* **REQUIRED WORK**:
Give every entry again, word for word and in full.

**** RECORDS PROVIDED ****

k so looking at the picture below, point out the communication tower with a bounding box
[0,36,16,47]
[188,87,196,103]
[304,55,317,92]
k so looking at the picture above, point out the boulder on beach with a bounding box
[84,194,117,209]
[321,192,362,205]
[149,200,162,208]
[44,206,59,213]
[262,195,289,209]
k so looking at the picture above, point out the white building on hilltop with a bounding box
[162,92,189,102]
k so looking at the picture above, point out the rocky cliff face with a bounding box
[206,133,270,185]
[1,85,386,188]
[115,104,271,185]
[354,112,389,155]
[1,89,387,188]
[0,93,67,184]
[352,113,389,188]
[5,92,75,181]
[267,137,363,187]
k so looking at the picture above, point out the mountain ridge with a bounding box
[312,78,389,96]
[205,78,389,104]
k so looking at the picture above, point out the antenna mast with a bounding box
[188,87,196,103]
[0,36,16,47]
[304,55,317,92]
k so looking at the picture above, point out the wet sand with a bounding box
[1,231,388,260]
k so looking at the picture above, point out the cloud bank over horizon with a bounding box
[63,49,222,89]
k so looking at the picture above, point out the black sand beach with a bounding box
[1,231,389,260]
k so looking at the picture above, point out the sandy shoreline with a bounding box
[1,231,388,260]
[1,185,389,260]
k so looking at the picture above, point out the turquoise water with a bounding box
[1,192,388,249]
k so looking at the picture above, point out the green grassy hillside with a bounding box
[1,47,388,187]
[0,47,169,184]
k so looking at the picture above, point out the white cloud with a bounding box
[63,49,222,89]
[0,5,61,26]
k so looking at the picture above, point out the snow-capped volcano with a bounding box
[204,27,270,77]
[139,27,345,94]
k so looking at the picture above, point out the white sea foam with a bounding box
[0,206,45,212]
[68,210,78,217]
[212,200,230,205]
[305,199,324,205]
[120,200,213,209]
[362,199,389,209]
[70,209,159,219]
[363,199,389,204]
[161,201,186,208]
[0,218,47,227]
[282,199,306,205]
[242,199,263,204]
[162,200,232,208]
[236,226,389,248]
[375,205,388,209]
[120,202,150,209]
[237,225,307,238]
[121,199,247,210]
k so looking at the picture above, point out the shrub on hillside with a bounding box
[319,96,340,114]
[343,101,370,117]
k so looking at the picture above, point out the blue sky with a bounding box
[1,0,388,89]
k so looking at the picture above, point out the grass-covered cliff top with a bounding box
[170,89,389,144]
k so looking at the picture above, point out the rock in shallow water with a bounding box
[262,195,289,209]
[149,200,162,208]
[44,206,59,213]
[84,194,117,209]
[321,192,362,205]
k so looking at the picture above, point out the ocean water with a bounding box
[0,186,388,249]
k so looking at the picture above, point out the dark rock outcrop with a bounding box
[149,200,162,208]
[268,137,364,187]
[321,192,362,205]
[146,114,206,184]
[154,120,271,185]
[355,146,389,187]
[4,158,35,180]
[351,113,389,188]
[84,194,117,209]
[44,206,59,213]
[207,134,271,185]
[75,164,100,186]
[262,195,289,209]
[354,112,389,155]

****

* **TASK RESPONSE**:
k so looking at the picture below, point out the communication tower with a bounding box
[0,36,16,47]
[188,87,196,103]
[304,55,317,92]
k so looking at the picture above, point out the boulder on beach with a bounding box
[84,194,117,209]
[321,192,362,205]
[149,200,162,208]
[44,206,59,213]
[262,195,289,209]
k so looking at the picture above, point out the white building on hilltop with a bounding box
[162,92,189,102]
k so looking at the picture above, point out the rocky cliff face with a bounding box
[206,133,270,185]
[1,85,386,188]
[115,104,271,185]
[354,112,389,155]
[1,89,387,188]
[0,93,67,184]
[352,113,389,188]
[5,92,75,181]
[267,137,363,187]
k so looking at the picture above, point out the mountain ridge with a bounding box
[312,78,389,96]
[205,78,389,104]
k so looking at the picture above, point out the antenna mast with a bounding box
[188,87,196,103]
[0,36,16,47]
[304,55,317,92]
k so looking at the picture above, point out the wet sand with a bounding box
[1,231,388,260]
k so looking at the picture above, point out the cloud bank over horizon with a bounding box
[63,49,222,89]
k so looking at the picture above, point out the black sand beach with a bounding box
[1,231,389,260]
k so looking at the picture above, point out the sandy shoreline with a bounding box
[1,231,388,260]
[1,185,389,260]
k so looking at the picture above, point out the turquoise water with a bounding box
[1,192,388,249]
k so looking at the picture above, point out the green grassy hillside with a bounding box
[1,47,388,187]
[0,47,169,184]
k so looking at the picture above, point out the white cloud with a bounding box
[63,49,222,89]
[0,5,61,26]
k so looking at the picture above, point out the snow-capped volcano with a bounding box
[204,27,270,77]
[139,27,345,94]
k so looking at the picture above, point out the white sea foam with a bounding box
[0,206,45,212]
[68,210,78,217]
[212,200,230,205]
[305,199,324,205]
[120,200,213,209]
[362,199,389,209]
[70,209,159,219]
[363,199,389,204]
[161,201,186,208]
[0,218,47,227]
[282,199,306,205]
[242,199,263,204]
[162,200,232,208]
[236,226,389,248]
[375,205,388,209]
[120,202,150,209]
[237,225,307,238]
[121,199,247,210]
k so looking at the picture above, point out the shrub on hillside with a bounding box
[319,96,340,114]
[343,101,370,117]
k so looking at the picture above, point out the blue sky with a bounding box
[1,0,388,89]
k so looking at the picture above, point out the grass-covered cliff top with a bounding box
[170,89,389,144]
k so looking at the picture above, point out the rock in shallow water with a bounding box
[262,195,289,209]
[149,200,162,208]
[44,206,59,213]
[84,194,117,209]
[321,192,362,205]
k so looking at the picture above, point out the ocean water with a bounding box
[0,186,388,249]
k so looking at the picture above, point out the dark rock outcrop with a bounding box
[149,200,162,208]
[268,137,364,187]
[321,192,362,205]
[146,114,206,184]
[154,120,271,185]
[355,146,389,187]
[4,158,35,180]
[351,113,389,188]
[84,194,117,209]
[44,206,59,213]
[207,134,271,185]
[75,164,100,186]
[262,195,289,209]
[354,112,389,155]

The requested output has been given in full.